## Apply what you read
a) According to the text about mead, how many calories does a gram of pure alcohol contain?
b) Output everything in the text about mead from "Mead contains alcohol;" down to "claret with honey.".
c) Write the next part of the text about mead, picking up after its last sentence.

## Excerpt provided
---

Some folks, especially those with honey and alcohol allergies or intolerances, may experience severe allergic responses after consuming mead.
Although cases of anaphylaxis caused by honey are extremely rare, they do occur. Mead should be avoided if you have ever experienced a severe allergic response to honey or bee pollen.
Mead contains alcohol; therefore, you shouldn’t drink it if you’re alcohol intolerant or have an allergy to the stuff.
Is Mead Fattening?
The health risks attached to drinking too much mead stem from its high-calorie content.
Mead, like all alcoholic beverages, can raise blood triglycerides, blood pressure, and the risk of obesity and diabetes if consumed in excess.
Mead’s exact calorie count is unknown, although a gram of pure alcohol contains 7 calories.
About 14 grams of alcohol, or 100 calories, can be found in a standard serving of any alcoholic beverage. The calories from the sugar in the mead aren’t factored in here.
Fun Facts About Mead
Mead is referenced a lot in classic literature.
Mead is the drink of the townsfolk and a common aid in The Miller’s Tale for winning the heart of a beautiful woman.
Clearly, Chaucer had a sweet tooth, as he also writes of sweetening his claret with honey.
Even beyond the realm of literature, Mead left its mark. Public mead halls play a significant role in the epic poem “Beowulf.”
The monster Grendel attacks the rowdy mead hall Heorot, prompting Beowulf to go to war.
The meeting place and home of the monarch in the kingdom of Rohan was a mead hall, so even J.R.R. Tolkien was on board with the mead craze in Middle Earth.

---

## Data excerpts

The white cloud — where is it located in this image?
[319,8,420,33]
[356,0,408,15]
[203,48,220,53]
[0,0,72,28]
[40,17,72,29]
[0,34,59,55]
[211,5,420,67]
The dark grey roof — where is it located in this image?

---

## Results of the tasks
a) A gram of pure alcohol contains 7 calories.

b)
Mead contains alcohol; therefore, you shouldn’t drink it if you’re alcohol intolerant or have an allergy to the stuff.
Is Mead Fattening?
The health risks attached to drinking too much mead stem from its high-calorie content.
Mead, like all alcoholic beverages, can raise blood triglycerides, blood pressure, and the risk of obesity and diabetes if consumed in excess.
Mead’s exact calorie count is unknown, although a gram of pure alcohol contains 7 calories.
About 14 grams of alcohol, or 100 calories, can be found in a standard serving of any alcoholic beverage. The calories from the sugar in the mead aren’t factored in here.
Fun Facts About Mead
Mead is referenced a lot in classic literature.
Mead is the drink of the townsfolk and a common aid in The Miller’s Tale for winning the heart of a beautiful woman.
Clearly, Chaucer had a sweet tooth, as he also writes of sweetening his claret with honey.

c)
The mead hall was a place of immense authority and importance, furnished lavishly with a straw ceiling that glistened like gold from afar.
The Queen liked mead.
After a long day, Queen Elizabeth II had been known to relax with a glass of her favorite mead, which she liked with rosemary, thyme, bay leaves, and sweet briar.
Mead might be an aphrodisiac.
As much as folks love oysters, mead was the first widely recognized aphrodisiac. Indeed, the name “honeymoon” originates with the medieval custom of imbibing honey wine for a full moon cycle following a wedding.
It was said that the golden essence would bless the couple with plentiful offspring.
As a result of the importance placed on this mead-based insurance policy, many fathers would include a month’s supply of mead in their daughter’s dowry.
The craft mead scene is bustling.
Modern drinkers have discovered that mead is just as tasty as it was for ancient seafaring Vikings and mummy-clad aristocracy.
Nearly 250 meaderies have opened up in the United States, and there are festivals dedicated to the traditional drink. There is even an American Mead Makers Association.
Continued enthusiasm in artisanal brewing and distilling appears to be guaranteeing a comeback for this beautiful beverage.
Do you want to plunge straight into the honeypot? In the same vein as basic beer kits, you may try your hand at making mead using a do-it-yourself starter kit. Fermenting honey is definitely something you can tackle, especially if you’ve brewed beer before.
Related Reading: This is the Best Beer for Brats – Check Them out Here
Final Thoughts About Mead
This alcoholic beverage made from honey has been around for a long time for a good reason: it’s delicious. And with the proliferation of meaderies across the US, you can find this beverage just about anywhere.
Give it a shot and see if you like it!